▶ Objective
Render the rows below as a numbered list, one line per item, leaving out blank lines and the pictures.

▶ Records to use

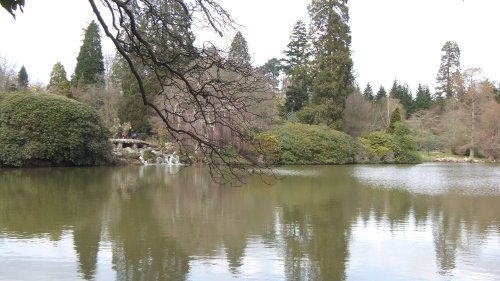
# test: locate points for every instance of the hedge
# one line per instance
(46, 129)
(314, 144)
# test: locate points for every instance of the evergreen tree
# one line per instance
(238, 52)
(381, 93)
(423, 99)
(332, 75)
(368, 92)
(22, 78)
(395, 118)
(90, 62)
(272, 69)
(449, 70)
(403, 94)
(296, 66)
(297, 53)
(59, 83)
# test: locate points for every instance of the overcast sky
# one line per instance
(391, 39)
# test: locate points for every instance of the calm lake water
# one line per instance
(421, 222)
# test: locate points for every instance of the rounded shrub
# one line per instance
(42, 129)
(311, 144)
(397, 147)
(267, 146)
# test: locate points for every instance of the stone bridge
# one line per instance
(133, 143)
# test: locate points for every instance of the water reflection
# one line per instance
(317, 223)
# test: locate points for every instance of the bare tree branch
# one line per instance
(208, 105)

▶ The solution
1. # test: locate points for every instance of the hedge
2. # one line per instance
3. (46, 129)
4. (314, 144)
5. # test: locate points for every instance of the evergreen tree
6. # one line per instance
7. (238, 52)
8. (381, 93)
9. (423, 99)
10. (332, 75)
11. (368, 92)
12. (22, 78)
13. (395, 118)
14. (90, 62)
15. (272, 69)
16. (449, 70)
17. (403, 94)
18. (296, 66)
19. (297, 53)
20. (59, 83)
21. # test: locate points for every instance of the overcast sky
22. # one line per instance
23. (391, 39)
24. # test: locate points for every instance of the calm lake water
25. # one line per instance
26. (421, 222)
27. # test: locate points for every instance of the rounded shrub
28. # one line per instance
29. (42, 129)
30. (311, 144)
31. (397, 147)
32. (267, 146)
33. # test: locate points for every instance of the stone bridge
34. # one line per instance
35. (133, 143)
36. # test: locate points for every instance of the water reflection
37. # one line per instance
38. (317, 223)
39. # test: locate points for every instance of the bare tree branch
40. # one line per instance
41. (208, 105)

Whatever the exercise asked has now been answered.